**TEXT SECTION**

"""

I haven't done it, but I know it's a LOT of work, perhaps too difficult
a project for anyone who has to ask the question. You also may need to
remove the engine to gain working space.
Basically you need to have some way to align the new front end in all
three planes, front and rear, which means you probably need to take
measurements (before you disturb the existing front end) of the old
front end in relationship to the frame or other repeatable positioning
aids. It may be possible to align things by eye when the radiator
support is in it's proper position and bolted to the frame and clip,
assuming you really have a good eye and a lot of experience. You may
also need to fabricate some jigs to assist with front end
positioning/alignment. If your old front end is not in a condition to
measure, you may need to take the measurements with someone else's car.
The old front end is bonded to the body (unlike metal cars where the
front clip is bolted in position), so you have to separate the old front
end from the cowl and door frames and grind any residue of fiberglass
and bonding agent off the body to get down to the main body fiberglass.

"""

**TASKS TO CARRY OUT**
(1) In the text on replacing the front end, what might have to be removed to gain working space?
(2) Write out the rows again, from the line with "outline arid desert landscape, every instance" through the end of the rows, including the requests. Add 38 to every viewBox dimension and path coordinate in the answers.

(Labeled shape records)
"""

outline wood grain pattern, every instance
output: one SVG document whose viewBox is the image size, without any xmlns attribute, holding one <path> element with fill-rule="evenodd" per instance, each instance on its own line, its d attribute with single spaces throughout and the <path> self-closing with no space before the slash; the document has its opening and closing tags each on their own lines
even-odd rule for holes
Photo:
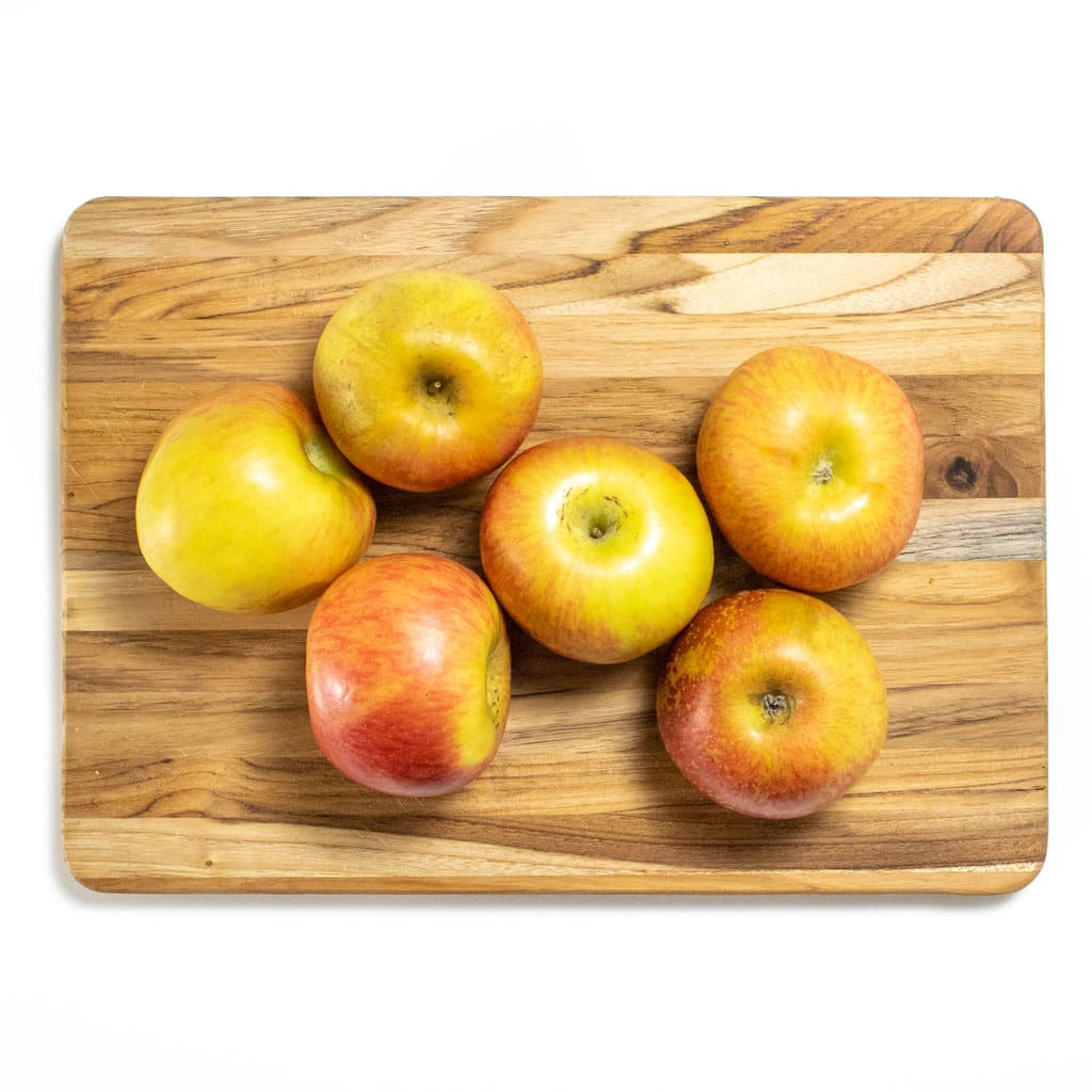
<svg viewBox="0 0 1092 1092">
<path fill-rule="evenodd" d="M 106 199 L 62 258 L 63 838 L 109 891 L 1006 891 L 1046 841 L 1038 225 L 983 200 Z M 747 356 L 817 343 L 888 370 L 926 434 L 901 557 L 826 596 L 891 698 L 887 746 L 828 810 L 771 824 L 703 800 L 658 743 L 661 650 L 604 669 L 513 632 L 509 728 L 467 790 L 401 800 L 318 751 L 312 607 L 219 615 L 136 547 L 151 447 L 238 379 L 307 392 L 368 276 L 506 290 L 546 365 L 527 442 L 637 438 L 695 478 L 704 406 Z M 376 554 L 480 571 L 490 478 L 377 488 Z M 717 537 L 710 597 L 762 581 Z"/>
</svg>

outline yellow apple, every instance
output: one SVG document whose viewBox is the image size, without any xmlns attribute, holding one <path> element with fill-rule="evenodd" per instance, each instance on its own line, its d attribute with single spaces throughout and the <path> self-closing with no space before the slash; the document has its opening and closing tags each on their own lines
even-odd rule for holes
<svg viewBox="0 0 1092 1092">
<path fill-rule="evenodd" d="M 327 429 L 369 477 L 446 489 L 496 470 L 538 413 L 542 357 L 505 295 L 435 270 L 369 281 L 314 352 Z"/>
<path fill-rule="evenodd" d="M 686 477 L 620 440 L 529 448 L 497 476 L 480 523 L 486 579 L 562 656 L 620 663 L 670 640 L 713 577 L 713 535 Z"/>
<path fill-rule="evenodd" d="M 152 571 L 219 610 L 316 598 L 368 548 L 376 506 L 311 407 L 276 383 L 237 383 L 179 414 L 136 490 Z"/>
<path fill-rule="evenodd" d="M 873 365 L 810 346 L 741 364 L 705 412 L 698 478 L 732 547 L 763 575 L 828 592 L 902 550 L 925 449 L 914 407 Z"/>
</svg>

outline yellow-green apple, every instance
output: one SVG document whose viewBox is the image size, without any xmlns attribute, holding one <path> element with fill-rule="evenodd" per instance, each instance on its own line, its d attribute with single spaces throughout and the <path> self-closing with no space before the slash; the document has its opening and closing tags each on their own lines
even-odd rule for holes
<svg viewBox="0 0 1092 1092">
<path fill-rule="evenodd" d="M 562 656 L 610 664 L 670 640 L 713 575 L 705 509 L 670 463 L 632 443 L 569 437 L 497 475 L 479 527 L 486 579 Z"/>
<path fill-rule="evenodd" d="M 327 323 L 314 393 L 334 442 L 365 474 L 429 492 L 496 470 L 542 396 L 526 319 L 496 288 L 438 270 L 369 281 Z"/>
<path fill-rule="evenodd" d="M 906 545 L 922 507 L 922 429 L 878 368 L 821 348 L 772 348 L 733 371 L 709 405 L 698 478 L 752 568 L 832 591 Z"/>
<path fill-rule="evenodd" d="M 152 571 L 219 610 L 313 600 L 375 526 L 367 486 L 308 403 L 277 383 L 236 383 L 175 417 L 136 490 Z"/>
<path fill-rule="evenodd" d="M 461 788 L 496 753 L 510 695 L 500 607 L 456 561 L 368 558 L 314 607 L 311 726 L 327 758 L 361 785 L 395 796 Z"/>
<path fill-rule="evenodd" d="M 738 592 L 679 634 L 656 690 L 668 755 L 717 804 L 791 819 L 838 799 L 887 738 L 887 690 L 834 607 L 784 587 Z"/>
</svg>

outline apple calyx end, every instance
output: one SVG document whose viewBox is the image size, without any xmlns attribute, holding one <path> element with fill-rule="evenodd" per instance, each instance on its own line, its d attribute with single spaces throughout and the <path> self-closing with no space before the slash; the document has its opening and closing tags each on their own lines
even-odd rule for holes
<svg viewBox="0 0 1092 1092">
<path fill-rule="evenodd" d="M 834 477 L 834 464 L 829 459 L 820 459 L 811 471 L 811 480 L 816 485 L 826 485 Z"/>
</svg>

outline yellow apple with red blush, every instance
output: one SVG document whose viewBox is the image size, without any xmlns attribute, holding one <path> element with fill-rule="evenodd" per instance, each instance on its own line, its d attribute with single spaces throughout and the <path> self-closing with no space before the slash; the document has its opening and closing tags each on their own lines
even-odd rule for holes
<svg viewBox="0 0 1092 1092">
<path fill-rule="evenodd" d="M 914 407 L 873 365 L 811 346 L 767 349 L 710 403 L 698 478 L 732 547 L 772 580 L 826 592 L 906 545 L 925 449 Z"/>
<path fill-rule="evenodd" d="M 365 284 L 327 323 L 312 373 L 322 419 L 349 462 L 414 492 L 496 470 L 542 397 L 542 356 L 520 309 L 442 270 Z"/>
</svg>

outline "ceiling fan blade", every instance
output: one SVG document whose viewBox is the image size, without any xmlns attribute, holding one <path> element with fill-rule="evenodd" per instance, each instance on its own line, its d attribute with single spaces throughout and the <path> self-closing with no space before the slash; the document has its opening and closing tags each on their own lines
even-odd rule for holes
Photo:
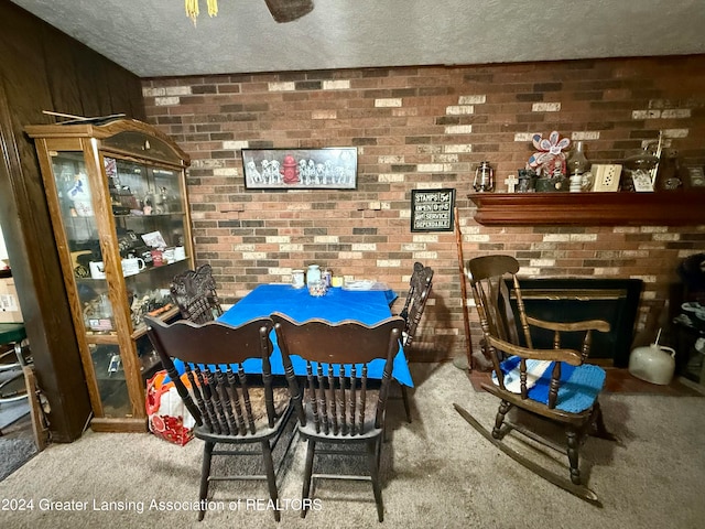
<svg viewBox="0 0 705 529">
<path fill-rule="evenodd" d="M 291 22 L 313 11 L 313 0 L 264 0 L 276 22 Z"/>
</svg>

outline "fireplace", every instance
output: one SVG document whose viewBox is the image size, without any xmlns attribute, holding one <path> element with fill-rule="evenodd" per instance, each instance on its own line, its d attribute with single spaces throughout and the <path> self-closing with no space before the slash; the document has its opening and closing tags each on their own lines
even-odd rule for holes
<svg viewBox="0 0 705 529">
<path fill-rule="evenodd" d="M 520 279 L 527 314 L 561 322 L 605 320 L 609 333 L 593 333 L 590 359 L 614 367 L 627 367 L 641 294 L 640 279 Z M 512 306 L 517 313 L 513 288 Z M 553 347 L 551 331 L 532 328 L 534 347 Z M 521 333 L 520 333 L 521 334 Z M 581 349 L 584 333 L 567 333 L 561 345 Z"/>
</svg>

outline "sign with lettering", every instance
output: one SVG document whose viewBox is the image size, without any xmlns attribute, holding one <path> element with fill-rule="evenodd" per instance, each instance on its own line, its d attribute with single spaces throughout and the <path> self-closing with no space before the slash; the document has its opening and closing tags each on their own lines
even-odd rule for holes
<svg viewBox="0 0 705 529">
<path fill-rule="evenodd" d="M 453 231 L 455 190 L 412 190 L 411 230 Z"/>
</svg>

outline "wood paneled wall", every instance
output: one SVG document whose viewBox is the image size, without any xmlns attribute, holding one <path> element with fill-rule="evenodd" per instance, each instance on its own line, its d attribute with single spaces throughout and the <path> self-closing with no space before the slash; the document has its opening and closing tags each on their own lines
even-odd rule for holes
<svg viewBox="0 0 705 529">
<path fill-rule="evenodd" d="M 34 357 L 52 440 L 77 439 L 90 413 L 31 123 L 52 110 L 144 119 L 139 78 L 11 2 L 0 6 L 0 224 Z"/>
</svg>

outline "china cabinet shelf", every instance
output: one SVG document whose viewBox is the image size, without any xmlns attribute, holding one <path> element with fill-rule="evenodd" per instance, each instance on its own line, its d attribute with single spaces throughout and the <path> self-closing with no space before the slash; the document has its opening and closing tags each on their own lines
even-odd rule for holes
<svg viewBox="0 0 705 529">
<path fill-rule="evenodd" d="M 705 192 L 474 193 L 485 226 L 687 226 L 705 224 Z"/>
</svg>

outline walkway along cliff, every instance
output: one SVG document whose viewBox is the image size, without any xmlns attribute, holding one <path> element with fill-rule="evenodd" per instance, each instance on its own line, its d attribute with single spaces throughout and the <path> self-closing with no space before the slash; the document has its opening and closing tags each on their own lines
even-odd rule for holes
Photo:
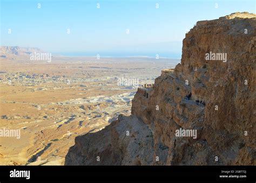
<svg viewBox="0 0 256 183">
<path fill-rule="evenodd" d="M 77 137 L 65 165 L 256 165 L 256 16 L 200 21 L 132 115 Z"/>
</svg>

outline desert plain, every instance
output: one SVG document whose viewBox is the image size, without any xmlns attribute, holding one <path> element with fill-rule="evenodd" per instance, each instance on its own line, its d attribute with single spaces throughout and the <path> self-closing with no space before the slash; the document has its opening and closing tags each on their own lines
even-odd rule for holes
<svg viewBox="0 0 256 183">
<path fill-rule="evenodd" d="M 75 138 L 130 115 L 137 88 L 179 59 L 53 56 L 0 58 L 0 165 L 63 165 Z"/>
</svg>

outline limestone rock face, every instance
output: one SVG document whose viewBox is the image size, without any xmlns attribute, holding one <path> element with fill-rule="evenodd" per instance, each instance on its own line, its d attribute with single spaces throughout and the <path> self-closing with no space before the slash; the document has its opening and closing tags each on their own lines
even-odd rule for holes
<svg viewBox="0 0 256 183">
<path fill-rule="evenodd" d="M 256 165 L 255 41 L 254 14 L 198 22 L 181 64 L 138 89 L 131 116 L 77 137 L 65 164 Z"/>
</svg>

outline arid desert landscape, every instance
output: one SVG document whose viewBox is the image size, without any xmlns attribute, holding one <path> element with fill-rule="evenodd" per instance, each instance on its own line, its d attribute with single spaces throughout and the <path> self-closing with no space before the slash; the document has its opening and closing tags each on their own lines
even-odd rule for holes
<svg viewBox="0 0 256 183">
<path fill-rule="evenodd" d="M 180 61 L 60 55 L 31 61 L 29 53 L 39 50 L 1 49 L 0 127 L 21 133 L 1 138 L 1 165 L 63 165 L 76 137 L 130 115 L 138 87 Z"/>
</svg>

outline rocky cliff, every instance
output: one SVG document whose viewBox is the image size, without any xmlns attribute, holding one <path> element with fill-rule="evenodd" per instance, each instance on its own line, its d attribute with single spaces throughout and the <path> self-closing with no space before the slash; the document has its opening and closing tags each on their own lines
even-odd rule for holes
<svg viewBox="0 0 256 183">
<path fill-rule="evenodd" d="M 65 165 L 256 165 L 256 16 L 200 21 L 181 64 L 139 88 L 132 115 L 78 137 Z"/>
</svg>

"""

**SET OF ANSWERS**
(1) The engine.

(2)
outline arid desert landscape, every instance
output: one SVG document whose viewBox is the image size, without any xmlns attribute, holding one <path> element with fill-rule="evenodd" per instance, each instance on its own line, its d attribute with single spaces throughout and the <path> self-closing with no space before the slash; the document has its opening and closing tags each on their own lines
even-odd rule for holes
<svg viewBox="38 38 294 221">
<path fill-rule="evenodd" d="M 218 99 L 98 93 L 69 99 L 67 91 L 77 88 L 39 87 L 38 165 L 59 171 L 39 176 L 39 203 L 101 203 L 114 175 L 168 153 L 176 125 Z"/>
</svg>

outline rocky cliff, every instance
output: one SVG document whose viewBox is the image size, without any xmlns attribute, holding one <path> element with fill-rule="evenodd" per instance, each instance on its own line, its d attribute with single spaces throughout and the <path> self-closing with no space before the slash; the document has its opening and closing tags each on their own lines
even-odd rule for holes
<svg viewBox="38 38 294 221">
<path fill-rule="evenodd" d="M 103 203 L 294 203 L 294 54 L 238 59 L 219 102 L 177 126 L 170 153 L 116 175 Z"/>
</svg>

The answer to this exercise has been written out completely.